What needs to be done: Reproduce all of the records below word for word. Leave out the picture.

Image point annotation entries:
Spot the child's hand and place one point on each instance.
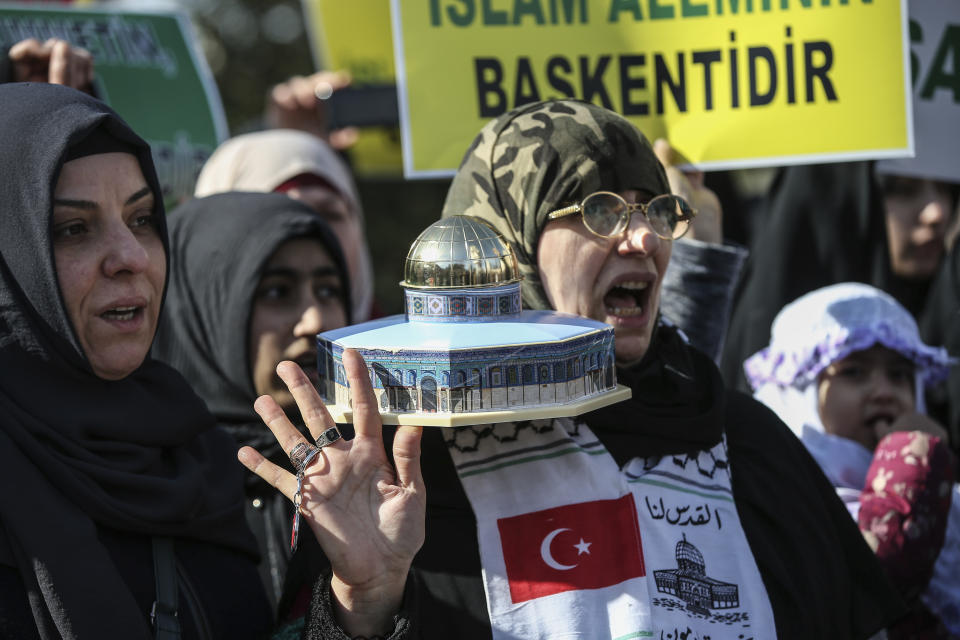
(912, 421)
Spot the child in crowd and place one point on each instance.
(846, 370)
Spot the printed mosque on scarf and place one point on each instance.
(573, 546)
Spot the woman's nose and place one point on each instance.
(125, 253)
(311, 320)
(640, 237)
(934, 212)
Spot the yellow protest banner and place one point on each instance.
(731, 83)
(355, 36)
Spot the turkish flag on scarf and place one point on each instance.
(577, 546)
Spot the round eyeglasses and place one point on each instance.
(607, 214)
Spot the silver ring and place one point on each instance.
(328, 437)
(299, 455)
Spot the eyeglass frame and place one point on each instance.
(631, 208)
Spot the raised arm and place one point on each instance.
(367, 514)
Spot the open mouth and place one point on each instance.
(881, 421)
(122, 314)
(627, 299)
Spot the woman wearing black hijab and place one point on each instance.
(110, 464)
(800, 567)
(255, 277)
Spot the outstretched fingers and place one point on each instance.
(277, 477)
(406, 457)
(312, 409)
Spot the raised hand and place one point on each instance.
(299, 103)
(54, 61)
(367, 515)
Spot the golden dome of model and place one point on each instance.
(458, 252)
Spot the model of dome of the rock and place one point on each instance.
(465, 352)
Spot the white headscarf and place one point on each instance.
(818, 329)
(264, 160)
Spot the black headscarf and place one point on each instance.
(220, 245)
(77, 452)
(823, 224)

Answer to this exercise:
Spot the child's hand and place one point on each instance.
(912, 421)
Spot the child in crowd and place one point on each instance.
(846, 370)
Spot the printed mosque on scarf and place one point on each instance.
(573, 546)
Spot the woman's nose and place one point on each instance.
(125, 253)
(311, 320)
(640, 237)
(934, 212)
Spot the yellow protest banner and place one point on each instance.
(731, 83)
(355, 36)
Spot the turkish flag on scarf and place one point on each instance.
(577, 546)
Spot the round eyeglasses and place one point on each instance.
(607, 214)
Spot the silver ring and place one point on each instance.
(328, 437)
(299, 455)
Spot the eyeglass frame and place one point on each instance.
(631, 208)
Spot the raised arm and place one point on each instance.
(367, 514)
Spot the open mouth and place one point on each instance.
(881, 421)
(122, 314)
(627, 299)
Spot the woman wearing black hijab and place one point on each instance.
(110, 464)
(800, 567)
(255, 277)
Spot the outstretched fingers and place one point on each instance.
(277, 477)
(406, 457)
(312, 409)
Spot the raised hand and place one point on each instance.
(299, 103)
(54, 61)
(367, 515)
Spot the golden dome of model and place one point on each instance.
(458, 252)
Spot the model of dome of the rock and place one point on each instance.
(465, 352)
Spot the white headscarf and place one point on each instance.
(818, 329)
(264, 160)
Spot the black headscarf and place one point on each instance.
(220, 245)
(77, 452)
(823, 224)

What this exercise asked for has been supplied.